» **Exercise**: How many of the lines below contain the string "eyebrow"? Case counts, so reply with the number only.

» **Input**:

• • • • •

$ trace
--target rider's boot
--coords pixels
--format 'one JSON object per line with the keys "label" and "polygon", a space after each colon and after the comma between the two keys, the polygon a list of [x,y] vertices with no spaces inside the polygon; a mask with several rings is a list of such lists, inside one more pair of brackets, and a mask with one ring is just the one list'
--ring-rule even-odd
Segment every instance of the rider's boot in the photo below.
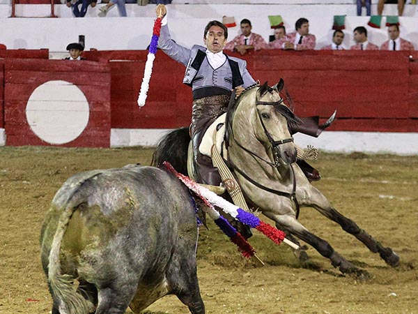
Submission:
{"label": "rider's boot", "polygon": [[309,180],[309,181],[320,180],[320,174],[319,174],[319,172],[305,160],[298,159],[296,161],[296,163],[307,177],[307,179]]}

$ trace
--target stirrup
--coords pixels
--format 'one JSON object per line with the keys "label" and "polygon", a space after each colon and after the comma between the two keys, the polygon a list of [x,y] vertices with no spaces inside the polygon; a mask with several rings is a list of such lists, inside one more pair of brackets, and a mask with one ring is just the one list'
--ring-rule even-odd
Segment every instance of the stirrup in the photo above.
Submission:
{"label": "stirrup", "polygon": [[226,189],[224,186],[210,186],[209,184],[199,184],[199,186],[203,186],[203,188],[206,188],[211,192],[213,192],[217,195],[222,195],[225,193]]}

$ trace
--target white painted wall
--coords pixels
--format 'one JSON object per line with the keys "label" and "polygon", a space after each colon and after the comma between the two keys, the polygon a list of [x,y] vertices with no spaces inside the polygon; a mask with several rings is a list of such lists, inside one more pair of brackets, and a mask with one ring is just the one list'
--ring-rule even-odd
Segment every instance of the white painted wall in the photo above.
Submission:
{"label": "white painted wall", "polygon": [[[251,0],[252,2],[254,1]],[[316,0],[316,2],[318,1]],[[247,2],[245,0],[240,1]],[[267,0],[260,0],[262,3],[265,1]],[[300,0],[295,2],[303,1],[304,0]],[[289,0],[286,2],[288,3]],[[341,2],[347,3],[348,1]],[[352,3],[354,2],[354,0],[351,1]],[[22,13],[26,15],[30,13],[31,15],[36,15],[43,8],[44,12],[40,15],[46,16],[50,8],[49,5],[21,6]],[[96,48],[100,50],[123,50],[146,48],[151,36],[155,5],[140,6],[127,4],[128,17],[118,17],[116,8],[111,10],[108,17],[97,17],[100,6],[102,5],[99,4],[93,8],[89,8],[88,17],[84,18],[72,17],[70,8],[65,5],[56,5],[55,13],[61,17],[32,19],[8,18],[10,6],[0,4],[0,43],[5,44],[9,49],[48,48],[51,52],[62,52],[65,51],[68,43],[77,41],[78,35],[82,34],[86,36],[87,50]],[[369,17],[355,15],[355,4],[171,4],[168,7],[173,38],[187,47],[201,43],[203,30],[206,23],[210,20],[222,20],[223,15],[235,17],[238,24],[242,18],[249,18],[253,24],[253,31],[261,34],[265,40],[268,39],[272,31],[270,29],[268,18],[269,15],[281,15],[288,31],[292,31],[296,20],[303,16],[309,20],[311,33],[316,36],[317,49],[327,44],[331,39],[334,15],[348,15],[346,19],[346,36],[344,40],[344,45],[347,47],[353,44],[353,29],[359,25],[366,25],[369,20]],[[385,10],[387,12],[385,14],[396,14],[396,5],[386,5]],[[376,14],[376,5],[373,5],[372,14]],[[401,36],[412,41],[415,48],[418,49],[417,6],[407,5],[405,15],[400,17]],[[380,29],[368,27],[370,41],[380,45],[387,38],[385,22],[384,18]],[[230,29],[230,38],[236,36],[238,32],[238,27]]]}

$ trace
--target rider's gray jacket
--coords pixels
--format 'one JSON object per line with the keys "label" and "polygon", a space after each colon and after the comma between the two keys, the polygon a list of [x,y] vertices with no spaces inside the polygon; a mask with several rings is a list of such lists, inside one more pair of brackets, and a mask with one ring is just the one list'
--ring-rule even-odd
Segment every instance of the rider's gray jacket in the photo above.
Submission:
{"label": "rider's gray jacket", "polygon": [[199,90],[207,90],[207,87],[211,90],[216,87],[215,90],[218,91],[215,94],[231,94],[237,86],[245,88],[255,83],[247,70],[245,61],[226,55],[227,62],[214,69],[209,64],[205,47],[195,45],[190,50],[178,45],[171,40],[167,25],[161,28],[158,46],[170,57],[186,66],[183,83],[192,87],[194,98],[199,98],[196,95],[210,96],[199,93]]}

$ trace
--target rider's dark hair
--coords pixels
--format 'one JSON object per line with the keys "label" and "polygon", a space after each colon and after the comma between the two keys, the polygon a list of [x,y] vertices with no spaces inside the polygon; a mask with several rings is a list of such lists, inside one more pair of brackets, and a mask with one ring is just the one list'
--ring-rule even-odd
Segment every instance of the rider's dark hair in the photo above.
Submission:
{"label": "rider's dark hair", "polygon": [[364,27],[357,27],[354,29],[354,31],[357,31],[358,33],[364,33],[366,37],[367,37],[367,29]]}
{"label": "rider's dark hair", "polygon": [[295,24],[295,28],[297,31],[300,28],[302,27],[302,25],[303,25],[305,23],[309,23],[309,21],[308,21],[308,19],[305,19],[304,17],[300,17],[299,20],[297,20],[296,21],[296,23]]}
{"label": "rider's dark hair", "polygon": [[344,36],[344,32],[343,31],[341,31],[341,29],[336,29],[334,31],[334,33],[332,34],[332,38],[335,37],[335,35],[336,35],[336,33],[341,33],[343,34],[343,37]]}
{"label": "rider's dark hair", "polygon": [[206,34],[208,33],[208,31],[209,31],[209,29],[212,26],[217,26],[222,29],[224,30],[224,36],[225,37],[225,39],[228,38],[228,29],[225,25],[224,25],[219,21],[217,20],[210,21],[209,23],[208,23],[208,25],[206,25],[206,27],[205,27],[203,38],[206,38]]}

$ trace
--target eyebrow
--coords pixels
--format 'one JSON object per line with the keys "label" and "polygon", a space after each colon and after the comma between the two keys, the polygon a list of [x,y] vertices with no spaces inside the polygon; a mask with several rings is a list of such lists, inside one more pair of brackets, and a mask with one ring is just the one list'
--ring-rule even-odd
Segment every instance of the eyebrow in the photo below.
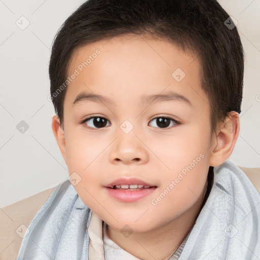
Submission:
{"label": "eyebrow", "polygon": [[[190,106],[192,105],[190,101],[184,96],[174,92],[168,92],[165,94],[157,94],[150,95],[142,95],[141,97],[141,104],[147,104],[152,102],[160,102],[162,101],[170,101],[177,100],[186,103]],[[80,93],[75,98],[72,104],[74,106],[76,103],[84,101],[90,101],[94,102],[101,102],[103,103],[115,104],[111,99],[102,95],[99,95],[86,92]]]}

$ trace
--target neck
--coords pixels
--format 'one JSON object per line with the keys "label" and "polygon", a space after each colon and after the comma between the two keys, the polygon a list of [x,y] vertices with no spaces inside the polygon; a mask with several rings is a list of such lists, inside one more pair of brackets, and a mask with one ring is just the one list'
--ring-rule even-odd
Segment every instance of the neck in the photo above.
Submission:
{"label": "neck", "polygon": [[120,231],[107,226],[108,237],[127,252],[141,259],[167,260],[175,252],[192,230],[200,214],[208,187],[208,179],[202,194],[187,211],[156,229],[133,233],[127,238]]}

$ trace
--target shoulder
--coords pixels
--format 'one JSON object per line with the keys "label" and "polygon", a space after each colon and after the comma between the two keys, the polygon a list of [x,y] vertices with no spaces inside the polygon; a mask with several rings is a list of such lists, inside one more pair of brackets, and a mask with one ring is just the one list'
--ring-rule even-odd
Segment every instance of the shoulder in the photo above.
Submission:
{"label": "shoulder", "polygon": [[16,258],[26,228],[54,188],[0,209],[0,260]]}
{"label": "shoulder", "polygon": [[258,193],[260,194],[260,168],[247,168],[240,166],[238,167],[245,173]]}

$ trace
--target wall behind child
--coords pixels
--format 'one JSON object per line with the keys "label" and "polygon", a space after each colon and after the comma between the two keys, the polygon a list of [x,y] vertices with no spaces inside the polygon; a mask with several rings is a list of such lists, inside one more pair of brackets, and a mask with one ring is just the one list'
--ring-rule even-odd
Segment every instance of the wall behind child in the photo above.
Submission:
{"label": "wall behind child", "polygon": [[[48,62],[56,32],[83,2],[0,0],[1,207],[69,176],[51,129]],[[231,159],[260,167],[260,2],[219,3],[237,21],[245,52],[241,129]]]}

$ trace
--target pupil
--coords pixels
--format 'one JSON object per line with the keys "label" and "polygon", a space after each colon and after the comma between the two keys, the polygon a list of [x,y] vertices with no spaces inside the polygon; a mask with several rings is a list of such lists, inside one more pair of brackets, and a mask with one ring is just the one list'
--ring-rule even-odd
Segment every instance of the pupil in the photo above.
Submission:
{"label": "pupil", "polygon": [[93,124],[96,127],[104,127],[107,124],[107,119],[101,117],[94,117]]}
{"label": "pupil", "polygon": [[158,117],[156,119],[157,125],[161,128],[167,127],[170,125],[170,120],[168,118]]}

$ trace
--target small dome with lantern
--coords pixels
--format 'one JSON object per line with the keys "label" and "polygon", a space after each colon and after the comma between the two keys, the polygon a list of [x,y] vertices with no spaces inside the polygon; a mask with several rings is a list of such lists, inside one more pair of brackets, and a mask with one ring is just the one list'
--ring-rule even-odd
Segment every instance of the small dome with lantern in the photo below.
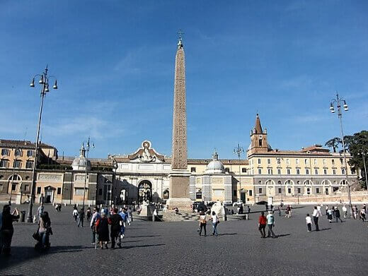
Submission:
{"label": "small dome with lantern", "polygon": [[82,144],[79,157],[76,157],[71,163],[71,167],[74,171],[85,171],[91,169],[91,161],[86,158],[86,149],[84,145]]}
{"label": "small dome with lantern", "polygon": [[224,174],[225,168],[221,161],[219,161],[219,155],[216,151],[212,155],[212,161],[208,163],[207,169],[207,174]]}

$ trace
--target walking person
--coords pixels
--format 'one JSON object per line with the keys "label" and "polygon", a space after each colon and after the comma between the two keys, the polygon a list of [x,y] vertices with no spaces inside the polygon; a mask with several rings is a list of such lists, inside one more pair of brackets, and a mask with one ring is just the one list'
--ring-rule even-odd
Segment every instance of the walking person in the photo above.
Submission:
{"label": "walking person", "polygon": [[45,209],[45,207],[43,205],[43,203],[41,203],[41,205],[38,206],[38,208],[37,208],[37,219],[40,220],[40,217],[42,215],[43,210]]}
{"label": "walking person", "polygon": [[309,214],[306,214],[306,227],[308,228],[308,232],[310,232],[311,231],[312,231],[312,219],[309,216]]}
{"label": "walking person", "polygon": [[98,211],[98,208],[97,207],[95,207],[93,208],[93,215],[92,215],[92,218],[91,219],[90,227],[92,229],[92,244],[95,244],[96,243],[96,236],[97,234],[97,232],[96,231],[96,223],[101,217]]}
{"label": "walking person", "polygon": [[275,217],[273,216],[271,211],[268,211],[268,215],[266,217],[267,219],[267,227],[268,229],[268,237],[270,237],[272,234],[272,239],[276,238],[276,235],[273,232],[272,227],[275,227]]}
{"label": "walking person", "polygon": [[202,234],[202,229],[205,231],[205,236],[207,236],[207,230],[206,230],[206,226],[207,226],[207,220],[206,220],[206,215],[205,214],[205,212],[202,211],[200,215],[200,236]]}
{"label": "walking person", "polygon": [[335,208],[335,217],[336,217],[336,222],[338,222],[338,220],[340,220],[341,222],[343,222],[343,220],[341,220],[341,215],[340,214],[340,210],[338,210],[338,207],[336,206]]}
{"label": "walking person", "polygon": [[345,204],[343,206],[343,212],[344,214],[344,219],[346,219],[346,217],[347,215],[347,208],[346,208]]}
{"label": "walking person", "polygon": [[365,220],[365,209],[364,206],[360,209],[360,220],[364,222]]}
{"label": "walking person", "polygon": [[3,253],[6,256],[10,256],[10,250],[11,246],[11,240],[14,228],[13,227],[13,222],[19,220],[19,212],[15,208],[13,212],[10,212],[11,207],[6,205],[3,208],[3,215],[1,217],[1,228],[0,229],[0,236],[1,236],[1,248],[0,248],[0,253]]}
{"label": "walking person", "polygon": [[87,216],[87,221],[90,221],[91,220],[91,207],[87,208],[87,212],[86,212],[86,215]]}
{"label": "walking person", "polygon": [[[116,240],[119,238],[121,225],[122,224],[122,218],[117,214],[117,208],[113,209],[113,215],[108,219],[108,223],[111,225],[111,232],[110,236],[111,237],[111,248],[115,249]],[[119,248],[122,248],[121,244],[117,243]]]}
{"label": "walking person", "polygon": [[217,217],[217,215],[216,215],[216,212],[214,211],[212,211],[212,227],[214,229],[214,231],[212,232],[212,236],[218,236],[217,234],[217,225],[219,223],[219,217]]}
{"label": "walking person", "polygon": [[103,249],[103,246],[106,249],[108,247],[108,220],[104,212],[101,212],[101,217],[97,220],[96,223],[96,229],[98,234],[98,242],[101,249]]}
{"label": "walking person", "polygon": [[314,210],[313,210],[313,221],[314,222],[314,227],[316,227],[316,231],[319,231],[318,227],[318,218],[321,217],[322,214],[321,212],[318,212],[317,210],[317,206],[314,206]]}
{"label": "walking person", "polygon": [[73,217],[74,218],[74,221],[76,223],[76,220],[78,220],[78,209],[76,209],[76,207],[74,208],[73,209]]}
{"label": "walking person", "polygon": [[266,224],[267,224],[267,220],[266,220],[266,217],[265,216],[265,212],[262,211],[260,212],[260,217],[258,218],[258,231],[260,233],[261,238],[266,237],[266,232],[265,232]]}
{"label": "walking person", "polygon": [[327,210],[327,220],[328,220],[328,222],[332,223],[332,209],[328,209]]}

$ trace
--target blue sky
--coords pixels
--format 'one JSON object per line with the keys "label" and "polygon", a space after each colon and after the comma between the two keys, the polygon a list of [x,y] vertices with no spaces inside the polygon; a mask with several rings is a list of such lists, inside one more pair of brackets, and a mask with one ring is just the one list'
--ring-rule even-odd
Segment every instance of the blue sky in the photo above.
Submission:
{"label": "blue sky", "polygon": [[[230,3],[230,4],[229,4]],[[11,1],[0,2],[0,138],[42,140],[59,155],[129,154],[148,139],[171,155],[174,61],[183,29],[188,157],[235,158],[255,114],[274,148],[339,136],[329,103],[349,104],[347,135],[367,129],[366,1]],[[36,85],[37,86],[37,85]],[[244,156],[243,157],[244,157]]]}

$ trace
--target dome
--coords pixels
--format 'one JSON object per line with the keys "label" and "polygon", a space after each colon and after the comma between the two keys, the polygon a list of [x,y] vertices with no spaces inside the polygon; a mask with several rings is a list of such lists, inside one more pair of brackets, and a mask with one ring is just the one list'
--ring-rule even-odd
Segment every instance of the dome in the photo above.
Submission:
{"label": "dome", "polygon": [[84,171],[86,169],[87,170],[91,169],[91,161],[87,160],[85,154],[86,149],[84,148],[84,145],[82,144],[79,157],[76,157],[71,163],[71,167],[74,171]]}
{"label": "dome", "polygon": [[224,174],[225,168],[221,161],[218,160],[219,155],[214,152],[212,155],[212,161],[208,163],[206,173],[207,174]]}

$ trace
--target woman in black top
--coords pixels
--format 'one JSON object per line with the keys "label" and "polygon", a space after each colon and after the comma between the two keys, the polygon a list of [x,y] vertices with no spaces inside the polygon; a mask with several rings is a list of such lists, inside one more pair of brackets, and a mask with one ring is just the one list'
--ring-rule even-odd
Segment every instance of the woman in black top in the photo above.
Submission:
{"label": "woman in black top", "polygon": [[0,229],[1,232],[2,244],[0,251],[4,255],[10,255],[10,246],[11,244],[11,239],[14,229],[13,228],[13,222],[19,219],[19,212],[16,208],[13,212],[10,212],[10,205],[6,205],[3,208],[2,226]]}

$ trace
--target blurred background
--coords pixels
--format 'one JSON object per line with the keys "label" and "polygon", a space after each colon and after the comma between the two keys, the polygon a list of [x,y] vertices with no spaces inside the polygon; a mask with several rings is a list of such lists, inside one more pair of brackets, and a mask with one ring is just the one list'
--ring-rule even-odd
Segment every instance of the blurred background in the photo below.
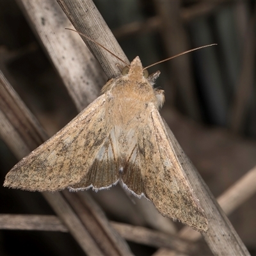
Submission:
{"label": "blurred background", "polygon": [[[140,56],[144,66],[218,44],[149,70],[161,72],[156,86],[165,90],[162,115],[217,197],[256,164],[255,1],[95,4],[129,59]],[[61,79],[15,1],[0,1],[0,69],[49,135],[77,115]],[[0,140],[0,184],[16,163]],[[147,227],[129,200],[122,201],[124,205],[108,201],[115,189],[91,195],[111,220]],[[54,214],[40,193],[0,186],[0,213]],[[228,216],[252,255],[256,255],[255,200],[252,197]],[[137,255],[149,255],[156,250],[130,245]],[[83,255],[68,234],[0,230],[0,255],[35,253]]]}

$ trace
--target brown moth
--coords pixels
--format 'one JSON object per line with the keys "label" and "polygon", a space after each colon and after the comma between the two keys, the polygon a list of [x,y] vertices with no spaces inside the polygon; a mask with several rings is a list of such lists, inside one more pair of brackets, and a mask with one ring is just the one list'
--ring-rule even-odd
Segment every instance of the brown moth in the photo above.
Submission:
{"label": "brown moth", "polygon": [[101,95],[18,163],[4,186],[37,191],[108,189],[118,181],[164,216],[205,232],[207,221],[173,148],[154,88],[139,57]]}

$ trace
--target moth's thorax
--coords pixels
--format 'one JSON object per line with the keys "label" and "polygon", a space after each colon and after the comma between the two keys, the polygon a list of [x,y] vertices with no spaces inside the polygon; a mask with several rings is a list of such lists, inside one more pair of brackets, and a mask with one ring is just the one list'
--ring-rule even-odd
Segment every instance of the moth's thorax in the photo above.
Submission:
{"label": "moth's thorax", "polygon": [[109,121],[124,129],[135,128],[147,120],[149,104],[158,108],[158,100],[149,81],[143,77],[143,70],[138,57],[131,63],[125,76],[109,81],[103,89],[109,93],[106,111]]}

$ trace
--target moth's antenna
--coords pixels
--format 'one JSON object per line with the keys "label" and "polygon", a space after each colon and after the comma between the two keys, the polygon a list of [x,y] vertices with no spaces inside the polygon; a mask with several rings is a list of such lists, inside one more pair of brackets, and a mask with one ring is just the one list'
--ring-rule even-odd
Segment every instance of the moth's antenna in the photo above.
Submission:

• • • • •

» **Written solution**: 3